## EXTRACTED ENTRIES

========================================================================

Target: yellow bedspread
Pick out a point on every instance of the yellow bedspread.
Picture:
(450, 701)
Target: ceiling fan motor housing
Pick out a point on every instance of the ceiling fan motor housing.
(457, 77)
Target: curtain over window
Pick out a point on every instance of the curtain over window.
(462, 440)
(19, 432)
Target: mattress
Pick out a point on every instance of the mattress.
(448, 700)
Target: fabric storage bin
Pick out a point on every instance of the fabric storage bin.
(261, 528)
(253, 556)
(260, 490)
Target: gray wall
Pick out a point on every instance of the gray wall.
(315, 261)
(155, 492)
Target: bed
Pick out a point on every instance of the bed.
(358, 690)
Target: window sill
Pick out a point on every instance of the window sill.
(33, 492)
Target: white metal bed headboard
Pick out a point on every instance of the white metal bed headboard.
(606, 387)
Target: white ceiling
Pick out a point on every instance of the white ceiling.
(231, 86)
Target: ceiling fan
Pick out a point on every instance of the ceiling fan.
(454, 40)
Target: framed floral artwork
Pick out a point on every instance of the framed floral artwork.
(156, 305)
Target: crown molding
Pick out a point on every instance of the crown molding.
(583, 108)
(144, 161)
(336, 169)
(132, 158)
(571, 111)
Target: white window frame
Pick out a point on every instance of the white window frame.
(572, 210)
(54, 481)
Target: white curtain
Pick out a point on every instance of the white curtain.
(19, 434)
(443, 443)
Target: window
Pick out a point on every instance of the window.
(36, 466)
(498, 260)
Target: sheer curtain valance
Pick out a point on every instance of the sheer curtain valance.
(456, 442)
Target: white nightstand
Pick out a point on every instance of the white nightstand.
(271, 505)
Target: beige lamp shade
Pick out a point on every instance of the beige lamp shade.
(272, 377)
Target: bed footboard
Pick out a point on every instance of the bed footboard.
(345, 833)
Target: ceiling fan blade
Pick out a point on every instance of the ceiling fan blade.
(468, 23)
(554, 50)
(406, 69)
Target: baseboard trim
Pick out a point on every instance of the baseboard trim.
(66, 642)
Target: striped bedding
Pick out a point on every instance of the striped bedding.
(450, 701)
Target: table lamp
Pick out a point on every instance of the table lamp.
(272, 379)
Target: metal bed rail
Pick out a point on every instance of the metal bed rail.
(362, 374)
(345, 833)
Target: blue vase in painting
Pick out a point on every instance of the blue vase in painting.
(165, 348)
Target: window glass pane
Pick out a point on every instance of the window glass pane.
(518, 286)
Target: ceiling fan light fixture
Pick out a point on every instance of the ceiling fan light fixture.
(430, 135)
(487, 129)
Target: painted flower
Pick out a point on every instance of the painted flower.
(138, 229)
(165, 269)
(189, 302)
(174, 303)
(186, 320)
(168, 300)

========================================================================

## YOUR TASK
Copy the entries again, starting with the line that contains "Target: painted flower" and going on through the end of the entries, request lines included. Add 133 to both numbers of every answer coordinate pair.

## RESULT OF THIS TASK
Target: painted flower
Pick out a point on every instance of the painted flower.
(271, 362)
(298, 402)
(322, 435)
(307, 436)
(319, 453)
(301, 433)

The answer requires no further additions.